§ **Task brief**
Reproduce every one of the records below line for line, leaving out the pictures.

[Data items]
################
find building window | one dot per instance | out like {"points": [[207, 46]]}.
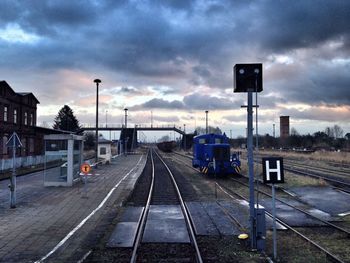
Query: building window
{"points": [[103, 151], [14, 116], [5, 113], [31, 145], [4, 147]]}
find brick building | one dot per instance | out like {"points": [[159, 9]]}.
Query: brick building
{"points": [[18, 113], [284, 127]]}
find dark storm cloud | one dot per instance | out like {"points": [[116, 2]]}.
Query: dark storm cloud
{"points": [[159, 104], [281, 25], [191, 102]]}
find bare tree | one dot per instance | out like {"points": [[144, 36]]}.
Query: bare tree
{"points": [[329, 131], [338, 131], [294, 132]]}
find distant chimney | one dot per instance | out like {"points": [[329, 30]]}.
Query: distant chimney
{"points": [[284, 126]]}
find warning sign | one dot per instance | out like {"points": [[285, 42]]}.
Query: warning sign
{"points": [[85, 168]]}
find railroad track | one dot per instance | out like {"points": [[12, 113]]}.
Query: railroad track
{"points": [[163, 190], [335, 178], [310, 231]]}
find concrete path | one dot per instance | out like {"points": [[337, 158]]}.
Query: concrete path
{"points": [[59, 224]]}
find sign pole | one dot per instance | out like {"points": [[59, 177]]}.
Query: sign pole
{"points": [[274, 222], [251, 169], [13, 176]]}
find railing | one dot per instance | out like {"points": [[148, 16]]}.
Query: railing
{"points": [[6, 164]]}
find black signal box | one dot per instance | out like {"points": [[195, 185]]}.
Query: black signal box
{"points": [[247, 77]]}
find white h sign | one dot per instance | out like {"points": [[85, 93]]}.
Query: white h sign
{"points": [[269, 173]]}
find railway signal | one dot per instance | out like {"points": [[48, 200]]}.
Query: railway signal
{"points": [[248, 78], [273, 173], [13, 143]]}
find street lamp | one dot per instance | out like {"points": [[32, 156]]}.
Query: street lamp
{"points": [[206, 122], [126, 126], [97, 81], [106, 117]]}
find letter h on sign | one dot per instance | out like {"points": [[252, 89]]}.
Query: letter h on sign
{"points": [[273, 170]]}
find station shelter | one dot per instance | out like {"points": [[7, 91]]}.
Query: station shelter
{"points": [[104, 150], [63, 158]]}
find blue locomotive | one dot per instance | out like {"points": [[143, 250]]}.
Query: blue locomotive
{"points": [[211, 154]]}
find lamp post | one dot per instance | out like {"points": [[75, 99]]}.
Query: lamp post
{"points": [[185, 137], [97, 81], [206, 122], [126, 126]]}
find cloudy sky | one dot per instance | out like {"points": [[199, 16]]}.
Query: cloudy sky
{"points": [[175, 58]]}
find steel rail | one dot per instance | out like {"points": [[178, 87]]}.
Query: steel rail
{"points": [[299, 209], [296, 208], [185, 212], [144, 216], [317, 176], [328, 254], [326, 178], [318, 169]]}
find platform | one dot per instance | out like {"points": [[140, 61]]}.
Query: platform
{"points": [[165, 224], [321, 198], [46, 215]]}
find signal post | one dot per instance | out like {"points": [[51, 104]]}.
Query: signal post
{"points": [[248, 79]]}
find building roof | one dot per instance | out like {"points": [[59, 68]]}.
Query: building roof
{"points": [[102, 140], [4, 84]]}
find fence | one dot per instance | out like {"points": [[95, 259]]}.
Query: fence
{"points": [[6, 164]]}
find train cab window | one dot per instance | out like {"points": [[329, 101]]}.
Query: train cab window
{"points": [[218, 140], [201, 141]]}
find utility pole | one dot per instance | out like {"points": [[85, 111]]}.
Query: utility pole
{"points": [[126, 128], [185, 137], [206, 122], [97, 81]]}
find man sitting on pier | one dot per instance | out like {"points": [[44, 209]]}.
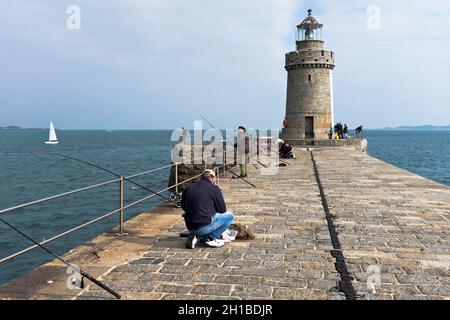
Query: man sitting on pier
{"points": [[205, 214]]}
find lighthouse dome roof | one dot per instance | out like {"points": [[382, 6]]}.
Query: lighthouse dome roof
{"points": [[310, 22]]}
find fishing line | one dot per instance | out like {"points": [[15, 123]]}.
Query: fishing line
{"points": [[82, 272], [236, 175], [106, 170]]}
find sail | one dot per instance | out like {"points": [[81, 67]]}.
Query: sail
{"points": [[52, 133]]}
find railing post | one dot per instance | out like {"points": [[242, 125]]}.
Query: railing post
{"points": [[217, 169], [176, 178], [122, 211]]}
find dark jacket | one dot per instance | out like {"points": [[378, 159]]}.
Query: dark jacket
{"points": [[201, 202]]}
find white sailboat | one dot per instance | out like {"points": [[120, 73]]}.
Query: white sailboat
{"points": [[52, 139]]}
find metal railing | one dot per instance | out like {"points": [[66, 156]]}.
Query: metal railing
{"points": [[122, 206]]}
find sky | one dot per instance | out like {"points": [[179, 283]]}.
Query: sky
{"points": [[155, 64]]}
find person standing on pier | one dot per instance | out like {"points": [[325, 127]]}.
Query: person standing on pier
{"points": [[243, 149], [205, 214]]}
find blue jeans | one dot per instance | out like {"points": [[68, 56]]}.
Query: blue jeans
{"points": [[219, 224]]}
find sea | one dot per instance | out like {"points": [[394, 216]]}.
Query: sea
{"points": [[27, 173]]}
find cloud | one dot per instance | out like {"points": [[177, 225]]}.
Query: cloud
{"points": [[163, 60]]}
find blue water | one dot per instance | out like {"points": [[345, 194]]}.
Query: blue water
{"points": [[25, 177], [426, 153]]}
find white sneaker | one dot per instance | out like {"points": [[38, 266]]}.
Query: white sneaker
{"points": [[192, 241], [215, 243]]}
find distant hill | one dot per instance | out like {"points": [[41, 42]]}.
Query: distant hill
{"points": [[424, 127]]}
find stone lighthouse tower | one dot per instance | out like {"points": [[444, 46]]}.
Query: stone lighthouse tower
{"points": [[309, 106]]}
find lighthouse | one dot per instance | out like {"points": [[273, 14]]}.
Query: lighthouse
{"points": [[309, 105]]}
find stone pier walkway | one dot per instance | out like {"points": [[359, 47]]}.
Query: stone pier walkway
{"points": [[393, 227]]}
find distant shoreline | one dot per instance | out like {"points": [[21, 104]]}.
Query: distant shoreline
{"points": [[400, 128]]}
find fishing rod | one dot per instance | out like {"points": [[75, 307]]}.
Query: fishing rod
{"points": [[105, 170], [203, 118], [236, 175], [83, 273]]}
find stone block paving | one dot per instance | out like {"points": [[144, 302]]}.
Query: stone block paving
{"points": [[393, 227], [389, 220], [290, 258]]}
################
§ **Written solution**
find building window | one dot per instance | out like {"points": [[207, 46]]}.
Query: building window
{"points": [[103, 151], [14, 116], [5, 113], [31, 145], [4, 147]]}
find brick building | one dot per instance | out like {"points": [[159, 9]]}.
Query: brick building
{"points": [[18, 113], [284, 127]]}
find dark storm cloud | one dot per instance | out like {"points": [[116, 2]]}.
Query: dark storm cloud
{"points": [[159, 104], [281, 25], [191, 102]]}
find bare tree | one dot per instance | out like {"points": [[144, 36]]}.
Query: bare tree
{"points": [[329, 131], [338, 131], [294, 132]]}
find distant chimney | one dot per instance | out like {"points": [[329, 30]]}.
Query: distant chimney
{"points": [[284, 126]]}
find warning sign | one dot per instance | out like {"points": [[285, 42]]}.
Query: warning sign
{"points": [[85, 168]]}
find railroad track | one dot per instance | out like {"points": [[12, 113]]}.
Query: railroad track
{"points": [[163, 190], [335, 178], [310, 231]]}
find concrete path | one dot per instance | out like {"points": [[337, 158]]}.
Query: concrete path
{"points": [[59, 224]]}
find sign pole | one dot per instance | out like {"points": [[59, 177]]}.
Query: sign pole
{"points": [[274, 222], [251, 169], [13, 176]]}
find railing | one dot per instance | out like {"points": [[148, 16]]}.
Query: railing
{"points": [[6, 164]]}
find black signal box | one dot per instance | out like {"points": [[195, 185]]}.
Query: black signal box
{"points": [[247, 77]]}
find white h sign | one dot per instance | out like {"points": [[85, 93]]}.
Query: white h sign
{"points": [[269, 173]]}
find railway signal | one dot per instance | out like {"points": [[48, 200]]}.
Query: railway signal
{"points": [[248, 78], [273, 173], [13, 143]]}
find street lamp | one dot per instance | out like {"points": [[32, 156]]}.
Query: street lamp
{"points": [[206, 122], [126, 126], [97, 81], [106, 117]]}
find letter h on sign | one dot per instance | out like {"points": [[252, 89]]}.
Query: letter h on sign
{"points": [[273, 170]]}
find station shelter | one dot per instance | out like {"points": [[7, 91]]}.
Query: station shelter
{"points": [[104, 150], [63, 158]]}
find blue locomotive | one dot per instance | out like {"points": [[143, 250]]}.
Query: blue locomotive
{"points": [[211, 154]]}
find lamp post | one dot per instance | out like {"points": [[75, 99]]}.
Query: lamp post
{"points": [[185, 137], [97, 81], [206, 122], [126, 126]]}
find cloudy sky | one dot per instance | out like {"points": [[199, 16]]}.
Query: cloudy sky
{"points": [[175, 58]]}
find steel rail | one dot per instance | out like {"points": [[178, 87]]}.
Query: steel rail
{"points": [[299, 209], [296, 208], [185, 212], [144, 216], [317, 176], [328, 254], [326, 178], [318, 169]]}
find platform | one dot per instance | out like {"points": [[140, 61]]}.
Query: platform
{"points": [[165, 224], [321, 198], [46, 215]]}
find signal post | one dot per instance | out like {"points": [[51, 104]]}.
Query: signal post
{"points": [[248, 79]]}
find building roof | one dot per instance | out like {"points": [[59, 68]]}.
Query: building roof
{"points": [[102, 140], [4, 84]]}
find fence | one dot per instance | out like {"points": [[95, 259]]}.
Query: fence
{"points": [[6, 164]]}
find train cab window | one dot per instance | out like {"points": [[329, 101]]}.
Query: train cab window
{"points": [[218, 140], [201, 141]]}
find utility pole | one dot per instance | out like {"points": [[85, 111]]}.
Query: utility pole
{"points": [[126, 128], [185, 137], [206, 122], [97, 81]]}
find man sitting on pier | one dot per instance | out like {"points": [[44, 209]]}.
Query: man sitting on pier
{"points": [[205, 214]]}
find lighthouse dome roof | one dot per instance | out like {"points": [[382, 6]]}.
Query: lighthouse dome roof
{"points": [[310, 22]]}
find fishing line | one dot per instance | out like {"points": [[15, 123]]}.
Query: fishing line
{"points": [[82, 272], [236, 175], [106, 170]]}
find sail | one dot per instance | out like {"points": [[81, 67]]}.
Query: sail
{"points": [[52, 133]]}
find railing post | one dot per instance | out like {"points": [[242, 125]]}.
Query: railing post
{"points": [[217, 169], [176, 178], [122, 211]]}
find dark jacket | one dot per instance | out like {"points": [[378, 159]]}.
Query: dark jacket
{"points": [[201, 202]]}
find white sailboat | one dot per instance | out like {"points": [[120, 73]]}.
Query: white sailboat
{"points": [[52, 139]]}
find metal railing | one dot per instance | out like {"points": [[66, 156]]}.
Query: metal railing
{"points": [[122, 206]]}
find sky | one dot per instance | out like {"points": [[179, 283]]}.
Query: sky
{"points": [[155, 64]]}
find person standing on pier | one dot per instance | out like {"points": [[325, 127]]}.
Query: person standing on pier
{"points": [[243, 149], [205, 214]]}
find blue jeans | one dot per instance | out like {"points": [[68, 56]]}.
Query: blue jeans
{"points": [[219, 224]]}
find sea | one dot per instance | out like {"points": [[394, 216]]}.
Query: sea
{"points": [[27, 173]]}
find cloud | one dot per instance | out like {"points": [[177, 225]]}.
Query: cloud
{"points": [[163, 60]]}
find blue water | one dot per instance | out like {"points": [[345, 194]]}.
Query: blue water
{"points": [[25, 177], [426, 153]]}
find white sneaker | one dot per instance | out like {"points": [[38, 266]]}.
Query: white sneaker
{"points": [[192, 241], [215, 243]]}
find distant hill | one dot per instance | out like {"points": [[41, 42]]}.
Query: distant hill
{"points": [[424, 127]]}
find stone lighthouse tower | one dot per instance | out like {"points": [[444, 46]]}.
Query: stone lighthouse tower
{"points": [[309, 106]]}
find lighthouse | one dot per instance | out like {"points": [[273, 14]]}.
Query: lighthouse
{"points": [[309, 105]]}
find stone pier walkway | one dot per instance | out like {"points": [[359, 47]]}.
Query: stone pier walkway
{"points": [[393, 227]]}
find distant shoreline | one dot per instance | out like {"points": [[21, 104]]}.
Query: distant shoreline
{"points": [[400, 128]]}
find fishing rod | one dot per instance | out like {"points": [[75, 307]]}.
Query: fishing rod
{"points": [[105, 170], [203, 118], [236, 175], [83, 273]]}
find stone block paving | one dot per instance | out like {"points": [[144, 302]]}.
Query: stone block paving
{"points": [[393, 227], [389, 220], [290, 258]]}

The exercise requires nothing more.